**Work to be completed**
Could you write the next part of the forum post about MS MPI permission errors on Windows, starting right after its last line?

# START OF Page

MS MPI Permission errors - windows

I have two machines both with MS MPI 7.1 installed, one called SERVER and one called COMPUTE.
The machines are set up on LAN in a simple windows workgroup (No DA), and both have an account with the same name and password.
Both are running the MSMPILaunchSvc service.
Both machines can execute MPI jobs locally, verified by testing with the hostname command
SERVER> mpiexec -hosts 1 SERVER 1 hostname
SERVER
or
COMPUTE> mpiexec -hosts 1 COMPUTE 1 hostname
COMPUTE
in a terminal on the machines themselves.
I have disabled the firewall on both machines to make things easier.
My problem is I can not get MPI to run jobs from SERVER on a remote host:
1: SERVER with MSMPILaunchSvc -> COMPUTE with MSMPILaunchSvc
SERVER> mpiexec -hosts 1 COMPUTE 1 hostname -pwd
ERROR: Failed RpcCliCreateContext error 1722
Aborting: mpiexec on SERVER is unable to connect to the smpd service on COMPUTE:8677
Other MPI error, error stack:
connect failed - The RPC server is unavailable. (errno 1722)
What's even more frustrating here is that only sometimes I get prompted to enter a password. It suggests SERVER\Maarten as the user for COMPUTE, the account I am already logged in as on SERVER and shouldn't exist on COMPUTE (should be COMPUTE\Maarten then?). Nonetheless it also fails:
SERVER>mpiexec -hosts 1 COMPUTE 1 hostname.exe -pwd
Enter Password for SERVER\Maarten:
Save Credentials[y|n]? n
ERROR: Failed to connect to SMPD Manager Instance error 1726
Aborting: mpiexec on SERVER is unable to connect to the
smpd manager on COMPUTE:50915 error 1726
2: COMPUTE with MSMPILaunchSvc -> SERVER with MSMPILaunchSvc
COMPUTE> mpiexec -hosts 1 SERVER 1 hostname -pwd
ERROR: Failed RpcCliCreateContext error 5
Aborting: mpiexec on COMPUTE is unable to connect to the smpd service on SERVER:8677
Other MPI error, error stack:
connect failed - Access is denied. (errno 5)

# END OF Page
# START OF Dataset excerpts

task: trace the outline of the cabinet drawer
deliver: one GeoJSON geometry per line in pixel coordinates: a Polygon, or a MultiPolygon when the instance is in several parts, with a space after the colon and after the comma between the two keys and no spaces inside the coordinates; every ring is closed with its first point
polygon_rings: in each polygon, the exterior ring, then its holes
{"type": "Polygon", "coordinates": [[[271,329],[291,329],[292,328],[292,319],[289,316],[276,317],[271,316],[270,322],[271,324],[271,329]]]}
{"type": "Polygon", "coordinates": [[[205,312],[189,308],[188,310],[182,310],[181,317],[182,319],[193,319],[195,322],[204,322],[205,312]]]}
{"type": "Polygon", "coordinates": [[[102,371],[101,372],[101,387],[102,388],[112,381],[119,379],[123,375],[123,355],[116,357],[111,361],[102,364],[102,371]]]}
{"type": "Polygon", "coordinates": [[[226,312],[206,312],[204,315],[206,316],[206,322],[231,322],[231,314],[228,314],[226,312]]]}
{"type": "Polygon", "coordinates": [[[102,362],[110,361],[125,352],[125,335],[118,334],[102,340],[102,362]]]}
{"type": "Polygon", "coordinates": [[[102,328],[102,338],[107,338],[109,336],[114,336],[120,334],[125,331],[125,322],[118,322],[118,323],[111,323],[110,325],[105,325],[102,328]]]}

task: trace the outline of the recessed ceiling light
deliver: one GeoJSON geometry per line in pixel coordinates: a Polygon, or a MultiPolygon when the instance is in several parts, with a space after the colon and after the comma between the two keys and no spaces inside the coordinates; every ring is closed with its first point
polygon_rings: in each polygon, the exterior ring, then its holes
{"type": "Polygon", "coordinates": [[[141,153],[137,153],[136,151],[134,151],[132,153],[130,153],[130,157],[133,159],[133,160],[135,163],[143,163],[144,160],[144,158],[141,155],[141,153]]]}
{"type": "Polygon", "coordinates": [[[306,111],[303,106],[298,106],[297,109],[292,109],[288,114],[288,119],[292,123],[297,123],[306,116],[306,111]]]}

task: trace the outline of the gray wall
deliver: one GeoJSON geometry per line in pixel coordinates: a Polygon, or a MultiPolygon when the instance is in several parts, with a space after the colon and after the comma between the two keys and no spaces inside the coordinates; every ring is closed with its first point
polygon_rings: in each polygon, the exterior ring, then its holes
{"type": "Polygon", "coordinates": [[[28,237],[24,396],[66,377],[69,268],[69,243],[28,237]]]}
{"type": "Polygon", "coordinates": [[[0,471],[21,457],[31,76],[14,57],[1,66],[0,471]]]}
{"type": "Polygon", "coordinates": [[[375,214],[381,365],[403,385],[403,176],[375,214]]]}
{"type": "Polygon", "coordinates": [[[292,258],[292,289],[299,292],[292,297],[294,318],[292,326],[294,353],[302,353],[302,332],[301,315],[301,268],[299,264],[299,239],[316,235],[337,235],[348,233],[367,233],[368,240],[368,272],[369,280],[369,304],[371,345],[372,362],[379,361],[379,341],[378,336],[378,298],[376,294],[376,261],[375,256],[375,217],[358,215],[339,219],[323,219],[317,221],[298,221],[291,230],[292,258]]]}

# END OF Dataset excerpts
# START OF Dataset excerpts

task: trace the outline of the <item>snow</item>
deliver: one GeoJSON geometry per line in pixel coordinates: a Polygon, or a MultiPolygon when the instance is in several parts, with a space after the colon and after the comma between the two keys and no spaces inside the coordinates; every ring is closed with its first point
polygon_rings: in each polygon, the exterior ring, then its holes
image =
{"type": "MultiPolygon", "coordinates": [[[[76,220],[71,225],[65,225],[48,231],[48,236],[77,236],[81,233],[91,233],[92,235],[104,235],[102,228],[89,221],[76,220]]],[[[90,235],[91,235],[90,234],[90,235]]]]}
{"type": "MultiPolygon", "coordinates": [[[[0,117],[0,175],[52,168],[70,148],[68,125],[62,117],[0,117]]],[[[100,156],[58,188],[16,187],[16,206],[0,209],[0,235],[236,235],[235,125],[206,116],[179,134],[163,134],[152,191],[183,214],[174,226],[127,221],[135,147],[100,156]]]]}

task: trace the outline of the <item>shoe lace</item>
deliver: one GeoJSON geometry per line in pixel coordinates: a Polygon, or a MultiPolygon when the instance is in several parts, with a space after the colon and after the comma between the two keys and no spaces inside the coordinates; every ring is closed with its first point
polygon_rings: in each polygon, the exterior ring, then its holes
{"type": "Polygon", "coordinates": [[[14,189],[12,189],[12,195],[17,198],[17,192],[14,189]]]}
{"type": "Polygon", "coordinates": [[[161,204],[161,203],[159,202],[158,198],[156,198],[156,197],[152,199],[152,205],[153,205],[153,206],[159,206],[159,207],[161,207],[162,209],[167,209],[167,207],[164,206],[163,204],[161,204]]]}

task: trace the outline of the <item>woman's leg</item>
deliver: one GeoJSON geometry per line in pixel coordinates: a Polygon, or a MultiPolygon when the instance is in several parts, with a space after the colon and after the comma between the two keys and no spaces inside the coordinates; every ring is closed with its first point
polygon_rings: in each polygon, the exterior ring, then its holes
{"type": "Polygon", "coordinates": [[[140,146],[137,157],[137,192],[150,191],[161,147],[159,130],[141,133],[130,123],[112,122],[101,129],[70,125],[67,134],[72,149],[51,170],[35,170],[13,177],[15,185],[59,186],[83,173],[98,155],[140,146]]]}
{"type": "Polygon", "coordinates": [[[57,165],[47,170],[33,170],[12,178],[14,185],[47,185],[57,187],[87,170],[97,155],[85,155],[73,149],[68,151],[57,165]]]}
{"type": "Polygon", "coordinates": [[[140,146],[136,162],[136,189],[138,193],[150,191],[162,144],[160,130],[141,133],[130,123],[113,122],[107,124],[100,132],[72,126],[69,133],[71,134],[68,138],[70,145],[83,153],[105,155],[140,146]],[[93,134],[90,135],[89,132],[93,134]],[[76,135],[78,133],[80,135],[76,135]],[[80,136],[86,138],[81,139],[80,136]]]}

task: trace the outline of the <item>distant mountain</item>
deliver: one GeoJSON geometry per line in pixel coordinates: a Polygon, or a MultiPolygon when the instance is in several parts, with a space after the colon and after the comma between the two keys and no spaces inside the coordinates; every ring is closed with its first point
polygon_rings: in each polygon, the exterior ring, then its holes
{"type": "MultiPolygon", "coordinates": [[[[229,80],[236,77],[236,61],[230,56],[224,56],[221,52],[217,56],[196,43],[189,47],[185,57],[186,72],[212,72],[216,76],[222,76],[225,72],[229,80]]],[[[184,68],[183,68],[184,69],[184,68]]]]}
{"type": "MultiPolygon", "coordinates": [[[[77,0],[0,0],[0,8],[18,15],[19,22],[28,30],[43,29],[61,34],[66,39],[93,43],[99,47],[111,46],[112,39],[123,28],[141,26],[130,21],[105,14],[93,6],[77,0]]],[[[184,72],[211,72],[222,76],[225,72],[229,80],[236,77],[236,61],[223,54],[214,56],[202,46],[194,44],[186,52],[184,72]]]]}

# END OF Dataset excerpts
# START OF Dataset excerpts

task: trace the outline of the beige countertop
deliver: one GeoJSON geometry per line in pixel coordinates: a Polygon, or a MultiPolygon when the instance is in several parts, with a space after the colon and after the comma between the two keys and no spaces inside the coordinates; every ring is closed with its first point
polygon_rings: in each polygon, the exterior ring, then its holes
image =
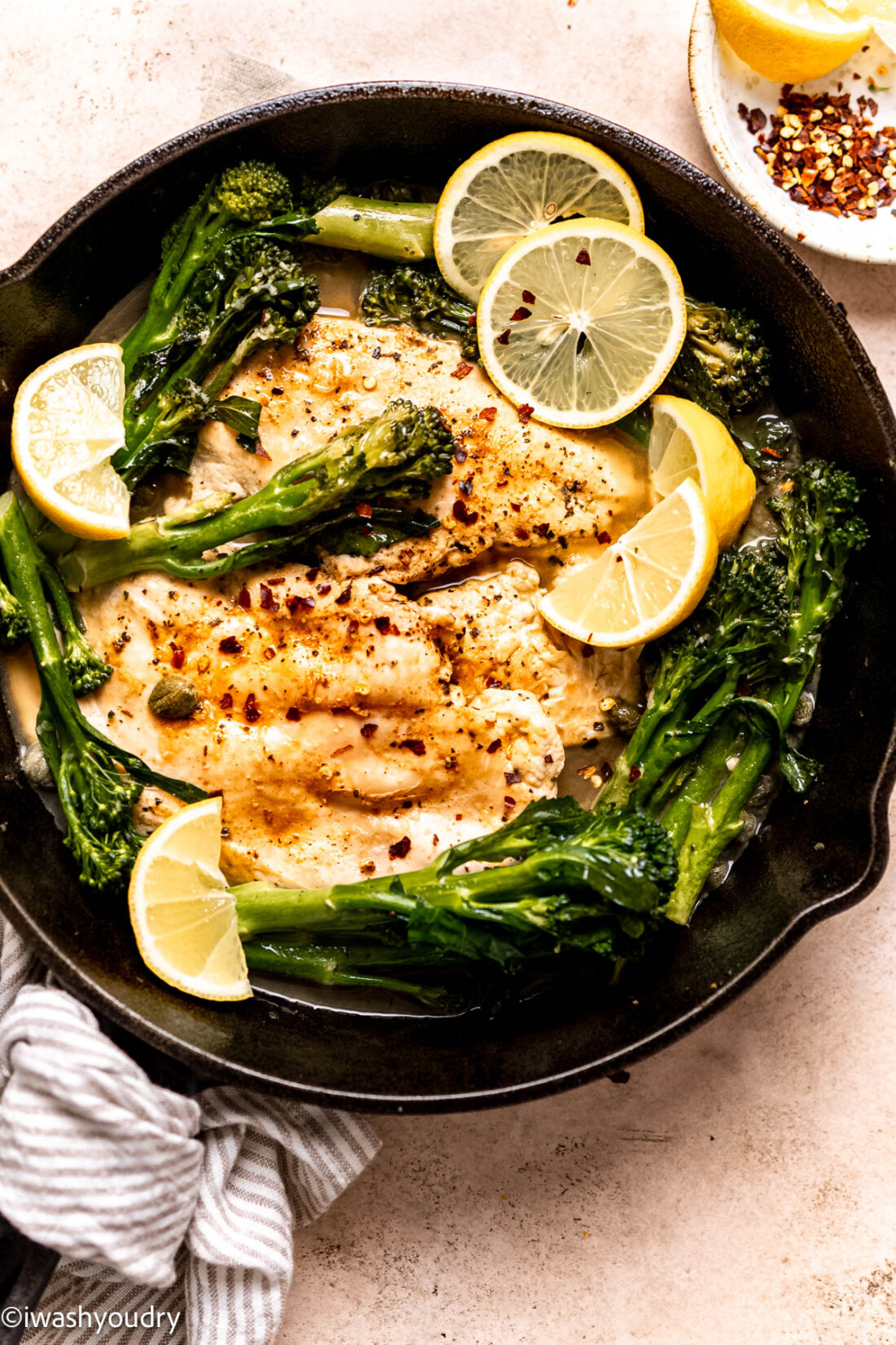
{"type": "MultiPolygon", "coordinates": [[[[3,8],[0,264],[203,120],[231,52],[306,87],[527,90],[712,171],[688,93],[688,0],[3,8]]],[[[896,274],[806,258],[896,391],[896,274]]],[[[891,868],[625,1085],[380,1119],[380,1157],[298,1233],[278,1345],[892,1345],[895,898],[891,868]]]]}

# END OF Dataset excerpts

**Exercise result**
3: COMPUTE with MSMPILaunchSvc -> SERVER with smpd daemon
Aborting: mpiexec on COMPUTE is unable to connect to the smpd service on SERVER:8677
Other MPI error, error stack:
connect failed - Access is denied. (errno 5)
4: SERVER with MSMPILaunchSvc -> COMPUTE with smpd daemon
ERROR: Failed to connect to SMPD Manager Instance error 1726
Aborting: mpiexec on SERVER is unable to connect to the smpd manager on
COMPUTE:51022 error 1726
Update:
Trying with smpd daemon on both nodes I get this error:
[-1:9796] Authentication completed. Successfully obtained Context for Client.
[-1:9796] version check complete, using PMP version 3.
[-1:9796] create manager process (using smpd daemon credentials)
[-1:9796] smpd reading the port string from the manager
[-1:9848] Launching smpd manager instance.
[-1:9848] created set for manager listener, 376
[-1:9848] smpd manager listening on port 51149
[-1:9796] closing the pipe to the manager
[-1:9848] Authentication completed. Successfully obtained Context for Client.
[-1:9848] Authorization completed.
[-1:9848] version check complete, using PMP version 3.
[-1:9848] Received session header from parent id=1, parent=0, level=0
[01:9848] Connecting back to parent using host SERVER and endpoint 17979
[01:9848] Previous attempt failed with error 5, trying to authenticate without Kerberos
[01:9848] Failed to connect back to parent error 5.
[01:9848] ERROR: Failed to connect back to parent 'ncacn_ip_tcp:SERVER:17979' error 5
[01:9848] smpd manager successfully stopped listening.
[01:9848] SMPD exiting with error code 4294967293.
and on the host:
[-1:12264] Launching SMPD service.
[-1:12264] smpd listening on port 8677
[-1:12264] Authentication completed. Successfully obtained Context for Client.
[-1:12264] version check complete, using PMP version 3.
[-1:12264] create manager process (using smpd daemon credentials)
[-1:12264] smpd reading the port string from the manager
[-1:16668] Launching smpd manager instance.
[-1:16668] created set for manager listener, 364
[-1:16668] smpd manager listening on port 18033
[-1:12264] closing the pipe to the manager
[-1:16668] Authentication completed. Successfully obtained Context for Client.
[-1:16668] Authorization completed.
[-1:16668] version check complete, using PMP version 3.
[-1:16668] Received session header from parent id=1, parent=0, level=0
[01:16668] Connecting back to parent using host SERVER and endpoint 18031
[01:16668] Authentication completed. Successfully obtained Context for Client.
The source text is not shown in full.